**SELECTED TEXT**
*** Block opens ***

NOAA’s Southwest Fisheries Science Center briefed the Pacific Fishery Management Council on highly migratory species science and near‑term assessment work.
Dr. Annie Yao described a major Pacific bluefin tuna management strategy evaluation that tested 16 candidate harvest control rules with tens of thousands of simulations, work presented to international treaty bodies. She said the joint working group did not adopt management action but that discussions will continue.
On the North Pacific albacore front, the center has expanded genetics sampling and is using genetic markers to examine sex‑ratio patterns observed in fisheries data; early findings show a male‑skew in catch that may stem from sampling or ecological causes. The center also reported expanded age and growth sampling for albacore and Pacific bluefin tuna and is piloting AI‑assisted otolith age estimation to speed processing.

*** Block closes ***

**QUESTIONS**
a) Reproduce the fisheries science briefing from "NOAA’s Southwest Fisheries" up to and including "discussions will continue.".
b) Answer these questions using the fisheries science briefing.
(i) How many candidate harvest control rules did the Pacific bluefin tuna management strategy evaluation test?
(ii) What do early genetic findings show about the albacore catch?
(iii) What is the center piloting to speed up otolith processing?
c) Extend the fisheries science briefing by writing the paragraph that would come next after its final sentence.
The data that follows is separate material with no connection to the fisheries science briefing.

**STORED DATA**
*** Block opens ***

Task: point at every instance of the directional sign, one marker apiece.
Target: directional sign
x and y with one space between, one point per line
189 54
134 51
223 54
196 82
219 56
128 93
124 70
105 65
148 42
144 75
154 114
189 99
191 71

*** Block closes ***

**TASK RESULTS**
a)
NOAA’s Southwest Fisheries Science Center briefed the Pacific Fishery Management Council on highly migratory species science and near‑term assessment work.
Dr. Annie Yao described a major Pacific bluefin tuna management strategy evaluation that tested 16 candidate harvest control rules with tens of thousands of simulations, work presented to international treaty bodies. She said the joint working group did not adopt management action but that discussions will continue.

b)
(i) 16
(ii) A male-skew in the catch
(iii) AI-assisted otolith age estimation

c)
Dr. Yao said the center expects to support a 2026 albacore tuna benchmark assessment and a retrospective review of the 2024 Pacific bluefin tuna benchmark. The Center emphasized that whole‑genome and close‑kin methods are maturing and that work on genetics, otolith aging, and diet studies will inform future stock assessments.
What’s next: NIMS and the center plan stakeholder webinars and joint working group meetings in early 2026 to support the albacore benchmark and ongoing Pacific bluefin work.